**WHAT YOU WILL DO**.
Please list the broad groups of Short Stay Unit residents given in the article below about Ren Ci Hospital.

Wednesday, July 31, 2019

Ren Ci Hospital’s Short Stay Unit Helps Patients Get Back on Their Feet

“It’s a safe environment to practise independent living.”

52-year-old Kelvin Tan was referring to his experience at Ren Ci Hospital’s Short Stay Unit (SSU), where he was recuperating after a spinal injury required him to use a wheelchair. With the help of Ren Ci’s medical social worker, the former make-up artist will move into a one-room rental flat after his stay at SSU.

With the help of funding from the Ministry of Health (MOH), Ren Ci is the first in the sector to offer the SSU programme in Singapore. This 80-bed pilot programme provides selected residents with a supportive environment to recuperate for up to six months before returning to the community.

The SSU helps those who require interim care. Typically, the residents are referred to the SSU by their hospitals. The hospital’s medical social workers would assess their eligibility and apply to AIC for admission.

Residents at the SSU fall into three broad groups. Those who:

● Lack short-term social support, such as people waiting for allocation into a Senior Group Home.
● Require extended rehabilitation to improve their physical function before going home – as in the case of Kelvin.
● Need to learn skills (such as using of continence aids) to remain independent at home.

During their stay, the care staff would first initiate a discussion with the residents to set up the course of care. A customised daily routine for each resident would then be set up. As much as possible, the team will keep to the usual routine at home. This is to help the residents get back on their feet easily when they return home.

If a resident requires rehabilitation, a personalised rehab programme can be customised for him or her. The nursing team is also on hand to help patients learn how to self-manage their medical conditions to remain independent after discharge. These educational sessions may be done one-on-one or in a group, depending on the patient’s medical conditions. In addition, medical social workers are there to counsel and to support the resident’s psychosocial needs.

**GIVEN DATA**.
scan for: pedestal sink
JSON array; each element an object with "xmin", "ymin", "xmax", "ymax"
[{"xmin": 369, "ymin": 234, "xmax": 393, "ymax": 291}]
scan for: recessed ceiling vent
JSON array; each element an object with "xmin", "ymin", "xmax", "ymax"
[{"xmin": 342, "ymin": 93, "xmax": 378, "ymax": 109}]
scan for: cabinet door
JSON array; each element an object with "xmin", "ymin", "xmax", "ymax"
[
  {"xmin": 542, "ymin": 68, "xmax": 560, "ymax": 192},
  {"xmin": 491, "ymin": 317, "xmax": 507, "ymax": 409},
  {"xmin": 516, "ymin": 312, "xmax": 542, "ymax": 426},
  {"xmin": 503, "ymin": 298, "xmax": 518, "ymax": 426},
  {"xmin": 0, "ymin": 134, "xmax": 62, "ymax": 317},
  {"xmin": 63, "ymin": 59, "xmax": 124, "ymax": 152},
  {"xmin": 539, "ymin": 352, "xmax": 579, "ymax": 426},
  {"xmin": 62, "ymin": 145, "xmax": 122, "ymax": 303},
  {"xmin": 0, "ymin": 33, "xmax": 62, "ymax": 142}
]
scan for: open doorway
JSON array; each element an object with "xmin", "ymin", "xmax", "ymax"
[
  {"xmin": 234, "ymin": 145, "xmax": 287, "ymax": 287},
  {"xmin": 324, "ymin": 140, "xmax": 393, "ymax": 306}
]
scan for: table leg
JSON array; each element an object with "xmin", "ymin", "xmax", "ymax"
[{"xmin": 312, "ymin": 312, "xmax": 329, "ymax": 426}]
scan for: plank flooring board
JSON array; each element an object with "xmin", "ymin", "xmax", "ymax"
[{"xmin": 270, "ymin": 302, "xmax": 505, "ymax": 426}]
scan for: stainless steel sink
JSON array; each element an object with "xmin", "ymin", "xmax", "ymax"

**RESULT**.
- Those who lack short-term social support, such as people waiting for allocation into a Senior Group Home
- Those who require extended rehabilitation to improve their physical function before going home
- Those who need to learn skills, such as using continence aids, to remain independent at home